-- PROBLEM STATEMENT --
Every line holding "black" should be copied from the records below.

-- RECORDS FOR THIS TASK --
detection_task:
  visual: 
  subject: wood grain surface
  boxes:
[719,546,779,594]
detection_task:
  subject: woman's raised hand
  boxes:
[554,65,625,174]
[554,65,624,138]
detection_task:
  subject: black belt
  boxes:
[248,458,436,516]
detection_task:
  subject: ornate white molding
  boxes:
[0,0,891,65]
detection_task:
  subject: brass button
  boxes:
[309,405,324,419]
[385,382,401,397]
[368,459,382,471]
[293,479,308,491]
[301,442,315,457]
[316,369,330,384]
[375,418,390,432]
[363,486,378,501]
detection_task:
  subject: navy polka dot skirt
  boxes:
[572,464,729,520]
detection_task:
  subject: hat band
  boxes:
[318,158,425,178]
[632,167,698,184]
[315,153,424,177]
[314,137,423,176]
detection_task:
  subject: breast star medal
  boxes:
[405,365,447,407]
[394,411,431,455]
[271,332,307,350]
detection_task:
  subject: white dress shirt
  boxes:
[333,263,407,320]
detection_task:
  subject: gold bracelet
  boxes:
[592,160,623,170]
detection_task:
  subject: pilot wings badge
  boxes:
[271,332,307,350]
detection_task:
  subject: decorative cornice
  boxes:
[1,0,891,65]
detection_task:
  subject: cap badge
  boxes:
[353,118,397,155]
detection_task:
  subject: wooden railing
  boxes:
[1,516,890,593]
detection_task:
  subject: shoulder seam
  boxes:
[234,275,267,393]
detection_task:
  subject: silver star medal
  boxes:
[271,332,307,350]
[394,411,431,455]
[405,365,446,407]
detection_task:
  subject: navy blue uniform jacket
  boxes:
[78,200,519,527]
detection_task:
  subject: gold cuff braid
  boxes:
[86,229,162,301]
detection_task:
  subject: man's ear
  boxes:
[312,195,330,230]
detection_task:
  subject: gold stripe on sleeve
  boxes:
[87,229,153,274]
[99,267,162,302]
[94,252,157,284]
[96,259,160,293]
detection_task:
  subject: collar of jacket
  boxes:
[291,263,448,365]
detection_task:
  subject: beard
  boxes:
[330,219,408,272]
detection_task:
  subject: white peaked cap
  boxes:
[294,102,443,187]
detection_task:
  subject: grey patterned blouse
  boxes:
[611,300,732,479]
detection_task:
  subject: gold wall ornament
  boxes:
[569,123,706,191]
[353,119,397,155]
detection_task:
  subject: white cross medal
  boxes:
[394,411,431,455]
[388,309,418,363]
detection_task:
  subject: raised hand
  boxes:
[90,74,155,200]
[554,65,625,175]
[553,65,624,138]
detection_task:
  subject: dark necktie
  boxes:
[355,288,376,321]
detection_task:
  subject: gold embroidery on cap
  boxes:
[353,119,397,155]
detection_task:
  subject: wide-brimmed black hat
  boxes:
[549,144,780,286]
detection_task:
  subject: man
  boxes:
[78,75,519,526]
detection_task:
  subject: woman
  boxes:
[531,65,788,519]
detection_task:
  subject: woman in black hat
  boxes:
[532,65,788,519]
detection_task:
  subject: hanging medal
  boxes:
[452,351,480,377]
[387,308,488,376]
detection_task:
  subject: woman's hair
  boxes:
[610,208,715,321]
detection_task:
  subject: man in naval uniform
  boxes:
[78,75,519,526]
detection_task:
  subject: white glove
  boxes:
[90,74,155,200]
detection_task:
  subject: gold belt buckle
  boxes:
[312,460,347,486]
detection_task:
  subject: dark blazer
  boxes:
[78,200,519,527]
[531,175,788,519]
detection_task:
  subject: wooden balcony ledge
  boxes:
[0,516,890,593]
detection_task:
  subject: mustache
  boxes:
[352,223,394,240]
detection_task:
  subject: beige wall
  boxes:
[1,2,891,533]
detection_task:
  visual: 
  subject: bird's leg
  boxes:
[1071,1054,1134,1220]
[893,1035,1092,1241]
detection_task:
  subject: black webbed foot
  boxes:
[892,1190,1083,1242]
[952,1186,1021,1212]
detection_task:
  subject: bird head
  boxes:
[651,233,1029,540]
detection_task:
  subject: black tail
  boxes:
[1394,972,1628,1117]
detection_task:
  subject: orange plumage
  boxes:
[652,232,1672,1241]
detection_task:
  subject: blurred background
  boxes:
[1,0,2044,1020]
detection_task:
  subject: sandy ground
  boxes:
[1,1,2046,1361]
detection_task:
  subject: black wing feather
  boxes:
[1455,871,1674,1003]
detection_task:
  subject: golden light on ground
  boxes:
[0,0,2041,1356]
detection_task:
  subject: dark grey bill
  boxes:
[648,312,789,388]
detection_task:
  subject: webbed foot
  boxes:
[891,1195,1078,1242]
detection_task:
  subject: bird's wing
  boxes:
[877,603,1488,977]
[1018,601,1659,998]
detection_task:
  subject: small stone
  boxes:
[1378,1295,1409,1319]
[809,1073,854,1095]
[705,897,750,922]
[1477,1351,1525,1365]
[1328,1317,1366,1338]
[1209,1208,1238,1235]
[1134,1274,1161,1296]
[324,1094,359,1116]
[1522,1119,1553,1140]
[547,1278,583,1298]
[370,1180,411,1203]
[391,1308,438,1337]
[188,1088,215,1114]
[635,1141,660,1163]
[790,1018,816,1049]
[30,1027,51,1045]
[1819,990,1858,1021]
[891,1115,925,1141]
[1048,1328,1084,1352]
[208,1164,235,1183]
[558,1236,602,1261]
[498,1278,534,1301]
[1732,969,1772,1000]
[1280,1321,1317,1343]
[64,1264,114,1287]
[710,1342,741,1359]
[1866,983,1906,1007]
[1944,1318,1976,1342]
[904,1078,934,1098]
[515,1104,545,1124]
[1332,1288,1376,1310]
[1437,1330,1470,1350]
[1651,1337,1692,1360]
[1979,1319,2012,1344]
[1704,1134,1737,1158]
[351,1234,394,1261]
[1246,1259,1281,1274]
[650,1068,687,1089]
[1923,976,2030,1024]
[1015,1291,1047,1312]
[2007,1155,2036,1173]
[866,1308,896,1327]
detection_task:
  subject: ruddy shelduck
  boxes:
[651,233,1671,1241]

-- SOLUTION --
  subject: black belt
  subject: wide-brimmed black hat
  subject: woman in black hat
  subject: black webbed foot
  subject: black tail
  subject: black wing feather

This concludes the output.